RECORD SET: Begin
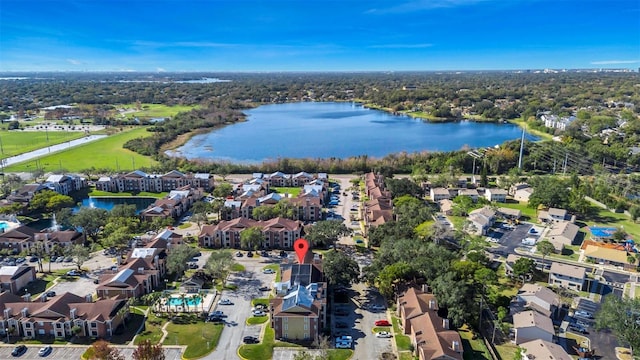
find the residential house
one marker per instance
(536, 297)
(495, 195)
(65, 184)
(438, 194)
(481, 220)
(532, 325)
(191, 285)
(61, 315)
(14, 278)
(567, 276)
(446, 206)
(562, 234)
(278, 233)
(173, 205)
(299, 310)
(510, 214)
(541, 349)
(430, 333)
(471, 193)
(553, 214)
(521, 192)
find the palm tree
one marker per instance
(183, 297)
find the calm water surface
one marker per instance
(324, 130)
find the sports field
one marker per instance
(19, 142)
(105, 153)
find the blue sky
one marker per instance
(314, 35)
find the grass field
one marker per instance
(199, 337)
(105, 153)
(20, 142)
(156, 110)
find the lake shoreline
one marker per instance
(333, 130)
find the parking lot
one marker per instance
(248, 283)
(58, 352)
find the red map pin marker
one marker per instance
(301, 246)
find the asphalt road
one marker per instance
(248, 282)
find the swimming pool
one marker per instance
(176, 301)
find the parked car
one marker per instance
(45, 350)
(582, 313)
(578, 329)
(19, 350)
(250, 340)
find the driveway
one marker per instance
(248, 282)
(81, 286)
(366, 344)
(58, 352)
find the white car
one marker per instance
(258, 313)
(383, 334)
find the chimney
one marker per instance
(432, 304)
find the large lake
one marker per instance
(329, 129)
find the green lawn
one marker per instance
(104, 153)
(152, 329)
(403, 342)
(603, 217)
(199, 337)
(156, 110)
(528, 214)
(20, 142)
(473, 348)
(294, 191)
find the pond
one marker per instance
(331, 129)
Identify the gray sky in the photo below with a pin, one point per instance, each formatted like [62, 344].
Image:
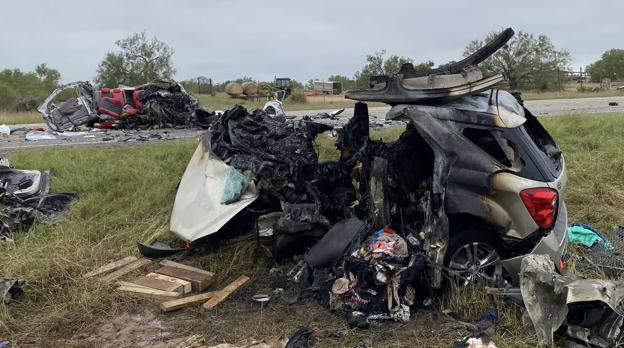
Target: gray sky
[298, 39]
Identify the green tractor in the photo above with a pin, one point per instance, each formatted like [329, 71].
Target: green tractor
[283, 84]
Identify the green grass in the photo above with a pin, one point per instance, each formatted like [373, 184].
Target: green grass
[127, 194]
[7, 117]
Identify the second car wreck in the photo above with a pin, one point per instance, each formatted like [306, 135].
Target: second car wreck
[157, 104]
[25, 200]
[471, 192]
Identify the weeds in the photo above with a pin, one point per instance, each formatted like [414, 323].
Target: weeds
[126, 194]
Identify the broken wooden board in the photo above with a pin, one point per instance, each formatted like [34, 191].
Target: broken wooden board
[159, 284]
[185, 302]
[186, 267]
[110, 267]
[223, 294]
[150, 293]
[133, 266]
[199, 281]
[130, 284]
[185, 284]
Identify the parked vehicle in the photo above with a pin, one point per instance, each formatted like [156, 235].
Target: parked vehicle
[327, 87]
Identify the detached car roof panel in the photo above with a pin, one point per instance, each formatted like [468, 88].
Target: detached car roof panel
[495, 108]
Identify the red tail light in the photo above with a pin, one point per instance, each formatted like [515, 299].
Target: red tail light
[542, 205]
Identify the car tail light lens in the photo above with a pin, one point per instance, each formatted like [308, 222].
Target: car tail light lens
[542, 205]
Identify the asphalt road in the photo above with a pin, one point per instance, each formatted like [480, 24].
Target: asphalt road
[551, 107]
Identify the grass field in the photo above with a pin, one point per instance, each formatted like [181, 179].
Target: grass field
[7, 117]
[127, 194]
[221, 101]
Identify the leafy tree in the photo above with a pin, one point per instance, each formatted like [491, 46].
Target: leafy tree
[611, 65]
[220, 86]
[347, 83]
[526, 61]
[297, 85]
[139, 60]
[21, 90]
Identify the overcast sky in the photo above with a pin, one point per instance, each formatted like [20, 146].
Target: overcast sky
[298, 39]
RECORD SET: End
▶ TRY IT: Could you reproduce exactly the lines of the entries above, from the one with "Identify the second" through the one with "Identify the weeds", and nothing else?

▶ SOLUTION TO THE PROBLEM:
Identify the second car wreck in the photo above with a pin, one point per instance, each formatted like [306, 135].
Target: second car wreck
[157, 104]
[25, 200]
[471, 192]
Identify the weeds in the photo above with a pin, one point per instance, each formatted like [414, 323].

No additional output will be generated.